→ What to work on
Your task is to return the line containing "TARGET: rapids" plus every line after it, exactly and with nothing added.

→ Input for this task
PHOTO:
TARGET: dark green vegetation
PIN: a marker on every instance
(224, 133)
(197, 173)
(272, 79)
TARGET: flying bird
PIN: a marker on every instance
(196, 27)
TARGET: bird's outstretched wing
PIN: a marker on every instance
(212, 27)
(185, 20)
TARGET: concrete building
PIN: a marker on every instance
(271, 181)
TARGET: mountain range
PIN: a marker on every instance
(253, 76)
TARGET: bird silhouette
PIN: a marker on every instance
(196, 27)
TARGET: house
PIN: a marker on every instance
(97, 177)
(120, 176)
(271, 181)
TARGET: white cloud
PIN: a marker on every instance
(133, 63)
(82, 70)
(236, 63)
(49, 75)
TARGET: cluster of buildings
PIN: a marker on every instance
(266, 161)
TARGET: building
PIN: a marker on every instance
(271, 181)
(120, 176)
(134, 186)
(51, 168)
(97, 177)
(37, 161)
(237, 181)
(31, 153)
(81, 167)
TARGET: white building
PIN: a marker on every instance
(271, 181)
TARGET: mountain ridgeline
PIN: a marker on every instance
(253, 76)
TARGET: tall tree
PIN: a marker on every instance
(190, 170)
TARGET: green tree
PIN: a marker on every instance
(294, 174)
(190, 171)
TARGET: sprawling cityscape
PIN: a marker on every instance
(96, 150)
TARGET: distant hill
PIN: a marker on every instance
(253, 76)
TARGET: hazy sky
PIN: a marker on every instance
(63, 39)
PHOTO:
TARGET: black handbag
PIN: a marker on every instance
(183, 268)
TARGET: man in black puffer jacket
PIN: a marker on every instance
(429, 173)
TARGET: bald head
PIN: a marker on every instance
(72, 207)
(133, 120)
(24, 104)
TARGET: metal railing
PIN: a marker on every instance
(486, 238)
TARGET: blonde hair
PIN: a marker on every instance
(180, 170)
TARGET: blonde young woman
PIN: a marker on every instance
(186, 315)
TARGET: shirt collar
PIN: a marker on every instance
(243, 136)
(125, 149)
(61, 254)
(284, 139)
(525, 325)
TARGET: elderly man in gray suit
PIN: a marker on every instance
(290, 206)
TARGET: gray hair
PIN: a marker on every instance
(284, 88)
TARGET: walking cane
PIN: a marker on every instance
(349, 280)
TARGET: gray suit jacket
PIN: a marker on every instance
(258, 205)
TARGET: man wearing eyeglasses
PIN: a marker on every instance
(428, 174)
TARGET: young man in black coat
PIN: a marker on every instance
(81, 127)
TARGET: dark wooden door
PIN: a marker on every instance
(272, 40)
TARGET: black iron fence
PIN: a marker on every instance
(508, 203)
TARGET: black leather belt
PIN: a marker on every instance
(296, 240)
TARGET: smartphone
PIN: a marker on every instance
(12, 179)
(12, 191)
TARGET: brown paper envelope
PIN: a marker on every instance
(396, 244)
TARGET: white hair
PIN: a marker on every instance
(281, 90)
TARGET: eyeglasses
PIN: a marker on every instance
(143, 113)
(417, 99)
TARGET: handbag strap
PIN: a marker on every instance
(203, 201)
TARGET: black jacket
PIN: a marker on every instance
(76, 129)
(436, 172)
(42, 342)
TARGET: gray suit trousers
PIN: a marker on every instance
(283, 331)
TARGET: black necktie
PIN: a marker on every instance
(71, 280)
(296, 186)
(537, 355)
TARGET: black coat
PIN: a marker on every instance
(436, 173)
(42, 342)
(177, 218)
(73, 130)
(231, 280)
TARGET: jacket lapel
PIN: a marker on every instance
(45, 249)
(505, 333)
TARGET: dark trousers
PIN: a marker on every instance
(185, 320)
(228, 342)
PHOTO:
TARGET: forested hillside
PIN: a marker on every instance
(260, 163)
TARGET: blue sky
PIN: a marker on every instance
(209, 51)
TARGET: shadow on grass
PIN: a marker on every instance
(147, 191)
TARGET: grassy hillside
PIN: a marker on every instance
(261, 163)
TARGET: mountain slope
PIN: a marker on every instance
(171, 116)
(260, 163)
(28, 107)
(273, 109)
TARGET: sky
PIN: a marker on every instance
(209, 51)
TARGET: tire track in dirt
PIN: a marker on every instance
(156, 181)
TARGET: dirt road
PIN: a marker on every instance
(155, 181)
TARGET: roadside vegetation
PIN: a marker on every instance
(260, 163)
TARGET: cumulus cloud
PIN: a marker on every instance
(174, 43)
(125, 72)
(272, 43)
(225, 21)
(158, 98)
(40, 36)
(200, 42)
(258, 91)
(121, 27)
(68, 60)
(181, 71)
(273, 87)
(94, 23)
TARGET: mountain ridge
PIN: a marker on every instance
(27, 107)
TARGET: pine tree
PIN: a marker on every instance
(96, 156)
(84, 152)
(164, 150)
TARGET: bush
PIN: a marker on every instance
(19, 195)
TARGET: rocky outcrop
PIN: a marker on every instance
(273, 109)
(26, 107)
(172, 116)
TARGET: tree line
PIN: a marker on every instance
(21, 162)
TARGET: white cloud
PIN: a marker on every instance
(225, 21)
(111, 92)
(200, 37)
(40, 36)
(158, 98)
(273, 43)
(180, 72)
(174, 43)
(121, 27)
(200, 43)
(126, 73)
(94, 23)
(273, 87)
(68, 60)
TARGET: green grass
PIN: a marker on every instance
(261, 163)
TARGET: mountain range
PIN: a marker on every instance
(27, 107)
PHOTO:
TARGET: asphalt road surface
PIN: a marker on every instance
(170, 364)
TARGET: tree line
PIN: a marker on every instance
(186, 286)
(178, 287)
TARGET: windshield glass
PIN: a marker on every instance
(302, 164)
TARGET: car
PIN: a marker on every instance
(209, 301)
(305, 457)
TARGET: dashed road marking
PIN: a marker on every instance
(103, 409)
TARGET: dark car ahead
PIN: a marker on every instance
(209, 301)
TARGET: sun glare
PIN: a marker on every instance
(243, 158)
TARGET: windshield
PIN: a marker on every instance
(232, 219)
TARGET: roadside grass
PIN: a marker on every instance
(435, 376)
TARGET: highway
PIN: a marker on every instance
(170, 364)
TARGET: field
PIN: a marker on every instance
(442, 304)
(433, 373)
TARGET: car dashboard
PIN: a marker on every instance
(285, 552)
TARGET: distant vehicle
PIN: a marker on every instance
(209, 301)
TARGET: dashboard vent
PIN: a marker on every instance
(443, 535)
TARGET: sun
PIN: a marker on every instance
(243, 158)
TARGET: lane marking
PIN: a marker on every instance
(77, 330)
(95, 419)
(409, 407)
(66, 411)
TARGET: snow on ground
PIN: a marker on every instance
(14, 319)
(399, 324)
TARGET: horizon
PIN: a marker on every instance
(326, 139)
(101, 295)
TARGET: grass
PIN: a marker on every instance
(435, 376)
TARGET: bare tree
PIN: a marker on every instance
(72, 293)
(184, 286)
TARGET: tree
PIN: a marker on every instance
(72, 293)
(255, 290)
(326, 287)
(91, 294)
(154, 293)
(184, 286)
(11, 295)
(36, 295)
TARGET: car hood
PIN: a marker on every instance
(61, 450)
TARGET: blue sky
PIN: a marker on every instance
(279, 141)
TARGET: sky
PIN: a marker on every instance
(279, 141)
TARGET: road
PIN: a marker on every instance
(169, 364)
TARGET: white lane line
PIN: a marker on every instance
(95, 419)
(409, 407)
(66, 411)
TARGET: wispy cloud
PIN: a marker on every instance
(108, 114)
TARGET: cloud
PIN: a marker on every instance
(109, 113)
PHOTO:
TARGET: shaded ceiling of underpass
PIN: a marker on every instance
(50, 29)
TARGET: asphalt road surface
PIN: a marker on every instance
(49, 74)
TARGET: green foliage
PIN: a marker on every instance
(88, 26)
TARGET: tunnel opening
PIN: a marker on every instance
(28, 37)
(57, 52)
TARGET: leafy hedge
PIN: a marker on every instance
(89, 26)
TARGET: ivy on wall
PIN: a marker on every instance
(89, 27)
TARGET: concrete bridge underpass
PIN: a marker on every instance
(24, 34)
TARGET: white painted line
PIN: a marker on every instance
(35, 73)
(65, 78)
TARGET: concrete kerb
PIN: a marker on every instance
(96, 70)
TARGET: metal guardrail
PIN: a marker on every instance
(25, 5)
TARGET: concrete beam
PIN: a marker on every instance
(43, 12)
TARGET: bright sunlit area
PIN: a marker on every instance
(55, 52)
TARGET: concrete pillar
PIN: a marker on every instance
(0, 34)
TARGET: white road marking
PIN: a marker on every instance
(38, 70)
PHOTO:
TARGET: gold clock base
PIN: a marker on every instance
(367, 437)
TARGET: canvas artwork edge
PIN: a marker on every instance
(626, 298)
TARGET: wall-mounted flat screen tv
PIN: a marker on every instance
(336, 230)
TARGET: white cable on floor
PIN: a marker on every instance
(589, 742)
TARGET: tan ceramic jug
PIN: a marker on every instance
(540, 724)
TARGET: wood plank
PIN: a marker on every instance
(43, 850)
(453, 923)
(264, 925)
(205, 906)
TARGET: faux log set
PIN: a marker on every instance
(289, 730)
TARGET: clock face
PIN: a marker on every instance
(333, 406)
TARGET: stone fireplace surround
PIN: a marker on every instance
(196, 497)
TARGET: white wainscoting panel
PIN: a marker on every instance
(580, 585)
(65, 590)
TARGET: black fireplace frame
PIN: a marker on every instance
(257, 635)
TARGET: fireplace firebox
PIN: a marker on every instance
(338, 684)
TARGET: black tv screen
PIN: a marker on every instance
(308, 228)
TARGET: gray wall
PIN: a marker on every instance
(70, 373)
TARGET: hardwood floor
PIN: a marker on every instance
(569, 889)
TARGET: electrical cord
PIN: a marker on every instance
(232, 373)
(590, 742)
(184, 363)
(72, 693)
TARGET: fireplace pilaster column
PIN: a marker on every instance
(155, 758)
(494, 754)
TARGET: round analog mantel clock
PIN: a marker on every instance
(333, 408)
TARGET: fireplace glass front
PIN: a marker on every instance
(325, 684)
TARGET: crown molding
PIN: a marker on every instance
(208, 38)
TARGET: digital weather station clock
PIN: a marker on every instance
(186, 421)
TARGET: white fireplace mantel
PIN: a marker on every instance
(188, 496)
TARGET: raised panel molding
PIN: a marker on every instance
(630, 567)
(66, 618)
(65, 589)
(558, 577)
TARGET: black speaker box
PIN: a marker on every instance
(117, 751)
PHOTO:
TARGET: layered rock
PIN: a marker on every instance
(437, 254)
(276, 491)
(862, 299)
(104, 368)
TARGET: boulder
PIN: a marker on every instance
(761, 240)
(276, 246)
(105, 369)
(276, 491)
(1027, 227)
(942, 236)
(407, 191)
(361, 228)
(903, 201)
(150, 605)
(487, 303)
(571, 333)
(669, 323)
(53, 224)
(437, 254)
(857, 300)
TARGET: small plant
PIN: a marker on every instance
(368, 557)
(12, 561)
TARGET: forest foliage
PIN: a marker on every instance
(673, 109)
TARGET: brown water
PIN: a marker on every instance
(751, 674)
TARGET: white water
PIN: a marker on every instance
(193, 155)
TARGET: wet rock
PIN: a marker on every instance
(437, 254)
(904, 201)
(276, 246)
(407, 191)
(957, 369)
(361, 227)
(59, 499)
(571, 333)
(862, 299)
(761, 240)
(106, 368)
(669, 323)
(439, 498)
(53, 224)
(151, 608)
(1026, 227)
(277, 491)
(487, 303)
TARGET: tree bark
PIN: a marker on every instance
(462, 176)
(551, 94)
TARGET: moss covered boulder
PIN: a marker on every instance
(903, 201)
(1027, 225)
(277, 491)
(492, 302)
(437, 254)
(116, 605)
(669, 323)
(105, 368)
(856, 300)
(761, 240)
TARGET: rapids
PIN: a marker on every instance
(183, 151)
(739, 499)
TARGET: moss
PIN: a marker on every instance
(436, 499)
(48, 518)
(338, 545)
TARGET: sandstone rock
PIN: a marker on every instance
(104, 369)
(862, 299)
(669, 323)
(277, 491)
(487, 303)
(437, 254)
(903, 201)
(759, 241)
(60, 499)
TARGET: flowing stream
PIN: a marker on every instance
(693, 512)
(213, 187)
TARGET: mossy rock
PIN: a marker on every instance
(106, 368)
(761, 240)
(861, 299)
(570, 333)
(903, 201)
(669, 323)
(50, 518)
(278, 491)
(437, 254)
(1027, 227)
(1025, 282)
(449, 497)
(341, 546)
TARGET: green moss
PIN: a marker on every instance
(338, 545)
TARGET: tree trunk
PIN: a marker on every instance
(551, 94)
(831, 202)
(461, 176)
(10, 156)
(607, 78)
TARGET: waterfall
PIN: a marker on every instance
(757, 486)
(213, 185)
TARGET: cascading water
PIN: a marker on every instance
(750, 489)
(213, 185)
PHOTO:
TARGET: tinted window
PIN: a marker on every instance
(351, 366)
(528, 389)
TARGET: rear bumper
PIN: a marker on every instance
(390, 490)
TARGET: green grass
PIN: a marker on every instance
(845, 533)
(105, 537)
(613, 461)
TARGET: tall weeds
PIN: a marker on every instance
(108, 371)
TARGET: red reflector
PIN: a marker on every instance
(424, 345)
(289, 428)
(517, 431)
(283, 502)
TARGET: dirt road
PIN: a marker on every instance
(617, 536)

→ Exercise output
TARGET: rapids
PIN: a marker on every instance
(183, 151)
(739, 499)
TARGET: moss
PIN: a marker on every instance
(436, 499)
(48, 518)
(338, 545)
TARGET: sandstone rock
PIN: a marker on every instance
(104, 369)
(862, 299)
(669, 323)
(277, 491)
(487, 303)
(437, 254)
(903, 201)
(759, 241)
(60, 499)
TARGET: flowing stream
PIN: a marker on every instance
(693, 512)
(213, 187)
TARGET: mossy rock
PIN: a marker on every instance
(106, 368)
(761, 240)
(861, 299)
(570, 333)
(903, 201)
(669, 323)
(50, 518)
(278, 491)
(437, 254)
(1027, 227)
(1025, 282)
(449, 497)
(341, 546)
TARGET: green moss
PIN: a marker on every instance
(338, 545)
TARGET: tree trunk
PIN: a marker on every instance
(551, 94)
(831, 202)
(461, 176)
(10, 156)
(607, 78)
TARGET: waterfall
PIN: a marker on every instance
(757, 486)
(213, 185)
TARGET: cascading water
PIN: a marker on every instance
(750, 489)
(213, 185)
PHOTO:
TARGET: tinted window
PIN: a marker on every instance
(351, 366)
(528, 389)
TARGET: rear bumper
PIN: a marker on every instance
(390, 490)
TARGET: green grass
PIN: a marker on every instance
(845, 533)
(105, 537)
(613, 461)
TARGET: tall weeds
PIN: a marker on every instance
(108, 371)
TARGET: red reflector
PIN: a marker on every instance
(424, 345)
(289, 428)
(517, 431)
(283, 502)
TARGET: dirt road
PIN: a marker on every instance
(617, 536)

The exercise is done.